INPUT RECORDS -
* START *

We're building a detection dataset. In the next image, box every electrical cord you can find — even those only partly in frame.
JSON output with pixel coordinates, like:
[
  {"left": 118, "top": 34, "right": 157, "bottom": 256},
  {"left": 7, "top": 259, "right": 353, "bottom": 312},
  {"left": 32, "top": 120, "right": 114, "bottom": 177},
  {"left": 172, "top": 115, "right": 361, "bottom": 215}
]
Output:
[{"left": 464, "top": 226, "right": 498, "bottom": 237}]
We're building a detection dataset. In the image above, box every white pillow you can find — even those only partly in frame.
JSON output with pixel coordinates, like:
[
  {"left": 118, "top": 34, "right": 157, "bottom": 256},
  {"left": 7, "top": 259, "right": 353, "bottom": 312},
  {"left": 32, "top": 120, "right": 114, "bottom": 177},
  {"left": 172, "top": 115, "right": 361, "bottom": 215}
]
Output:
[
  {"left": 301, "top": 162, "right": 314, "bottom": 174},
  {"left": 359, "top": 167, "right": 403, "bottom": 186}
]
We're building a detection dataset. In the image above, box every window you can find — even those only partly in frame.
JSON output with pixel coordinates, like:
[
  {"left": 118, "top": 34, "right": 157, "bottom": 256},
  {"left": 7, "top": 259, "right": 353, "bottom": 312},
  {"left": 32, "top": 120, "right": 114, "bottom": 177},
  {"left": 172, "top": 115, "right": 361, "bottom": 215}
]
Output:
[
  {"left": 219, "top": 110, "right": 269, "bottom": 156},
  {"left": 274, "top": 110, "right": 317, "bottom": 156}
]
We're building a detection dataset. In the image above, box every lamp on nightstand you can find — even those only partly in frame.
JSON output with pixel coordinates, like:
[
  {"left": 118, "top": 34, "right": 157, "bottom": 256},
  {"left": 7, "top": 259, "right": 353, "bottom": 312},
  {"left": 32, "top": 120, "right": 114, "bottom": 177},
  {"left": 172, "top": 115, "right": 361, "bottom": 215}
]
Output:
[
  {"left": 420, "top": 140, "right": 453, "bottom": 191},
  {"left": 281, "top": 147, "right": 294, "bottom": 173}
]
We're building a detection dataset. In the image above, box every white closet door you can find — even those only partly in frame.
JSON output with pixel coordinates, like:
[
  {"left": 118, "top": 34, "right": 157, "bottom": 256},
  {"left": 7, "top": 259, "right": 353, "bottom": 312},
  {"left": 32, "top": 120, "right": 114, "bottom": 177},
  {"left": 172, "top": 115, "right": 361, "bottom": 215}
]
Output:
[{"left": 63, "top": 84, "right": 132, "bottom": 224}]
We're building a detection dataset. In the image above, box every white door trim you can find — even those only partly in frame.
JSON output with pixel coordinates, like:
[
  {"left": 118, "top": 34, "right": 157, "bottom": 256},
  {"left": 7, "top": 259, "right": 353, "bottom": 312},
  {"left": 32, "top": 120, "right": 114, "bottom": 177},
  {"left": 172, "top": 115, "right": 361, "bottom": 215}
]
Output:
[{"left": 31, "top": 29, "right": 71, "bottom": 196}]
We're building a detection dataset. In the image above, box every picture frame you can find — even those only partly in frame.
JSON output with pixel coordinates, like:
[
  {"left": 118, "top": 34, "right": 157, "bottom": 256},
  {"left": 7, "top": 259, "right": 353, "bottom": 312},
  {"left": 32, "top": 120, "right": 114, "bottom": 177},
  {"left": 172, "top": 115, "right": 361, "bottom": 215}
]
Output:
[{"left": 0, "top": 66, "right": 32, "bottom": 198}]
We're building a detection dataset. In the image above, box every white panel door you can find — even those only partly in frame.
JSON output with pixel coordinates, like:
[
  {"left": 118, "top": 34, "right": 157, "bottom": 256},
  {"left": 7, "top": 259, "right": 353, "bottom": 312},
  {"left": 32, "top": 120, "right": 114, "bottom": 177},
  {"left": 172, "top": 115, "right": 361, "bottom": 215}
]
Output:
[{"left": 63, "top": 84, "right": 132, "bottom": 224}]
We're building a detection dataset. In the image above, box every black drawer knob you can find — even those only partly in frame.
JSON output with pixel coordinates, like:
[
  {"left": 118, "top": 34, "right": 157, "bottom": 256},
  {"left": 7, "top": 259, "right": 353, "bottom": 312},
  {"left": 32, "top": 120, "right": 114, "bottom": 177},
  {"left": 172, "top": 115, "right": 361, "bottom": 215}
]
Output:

* END *

GOAL OF THE EXERCISE - Which lines of the records contain the string "door"? Pull out each one whole, treating uppercase and lowercase as different.

THE OUTPUT -
We're building a detection dataset. In the image above, box every white closet door you can find — even those only partly in frame.
We're building a detection dataset. In the image above, box every white door trim you can find — even those only partly in frame.
We're building a detection dataset. In the image above, box every white panel door you can find — even those only partly in frame.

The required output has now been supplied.